Exercise directions
Could you print, unchanged and with nothing else, the part of the records below that opens with the line containing "Indicate the woman's bare" and closes with the line containing "x=85, y=221", including both of those lines?

───── Information given

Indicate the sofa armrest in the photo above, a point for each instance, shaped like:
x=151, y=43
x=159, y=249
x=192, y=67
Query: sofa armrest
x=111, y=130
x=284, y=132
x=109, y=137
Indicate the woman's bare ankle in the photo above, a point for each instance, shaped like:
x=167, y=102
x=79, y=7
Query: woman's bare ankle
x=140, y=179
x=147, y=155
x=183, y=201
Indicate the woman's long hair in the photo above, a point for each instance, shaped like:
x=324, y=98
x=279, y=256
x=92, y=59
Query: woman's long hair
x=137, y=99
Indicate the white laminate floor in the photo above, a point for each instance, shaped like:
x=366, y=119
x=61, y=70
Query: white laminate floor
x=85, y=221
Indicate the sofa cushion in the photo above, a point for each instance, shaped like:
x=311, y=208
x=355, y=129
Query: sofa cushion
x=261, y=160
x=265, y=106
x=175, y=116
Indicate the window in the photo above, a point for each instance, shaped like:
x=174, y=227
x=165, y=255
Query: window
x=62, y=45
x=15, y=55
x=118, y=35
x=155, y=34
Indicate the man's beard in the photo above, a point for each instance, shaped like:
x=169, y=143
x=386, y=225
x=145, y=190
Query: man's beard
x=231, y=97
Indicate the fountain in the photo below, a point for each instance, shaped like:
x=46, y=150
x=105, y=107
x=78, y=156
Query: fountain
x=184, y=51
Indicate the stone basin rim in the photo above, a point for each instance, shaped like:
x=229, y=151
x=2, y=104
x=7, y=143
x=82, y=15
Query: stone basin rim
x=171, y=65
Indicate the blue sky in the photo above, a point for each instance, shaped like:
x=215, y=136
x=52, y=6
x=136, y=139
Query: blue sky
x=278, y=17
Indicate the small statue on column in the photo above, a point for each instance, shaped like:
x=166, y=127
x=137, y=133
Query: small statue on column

──────────

Response for this exercise
Indicate the woman's bare ankle in the photo above, a point for each instance, shaped like:
x=167, y=102
x=79, y=7
Query: woman's bare ankle
x=140, y=179
x=147, y=155
x=183, y=201
Indicate the woman's long hair in the photo above, a point for each instance, shaped like:
x=324, y=98
x=279, y=256
x=92, y=59
Query: woman's long hair
x=137, y=99
Indicate the white laminate floor in the photo above, a point for each instance, shaped like:
x=366, y=119
x=61, y=70
Query: white laminate floor
x=85, y=221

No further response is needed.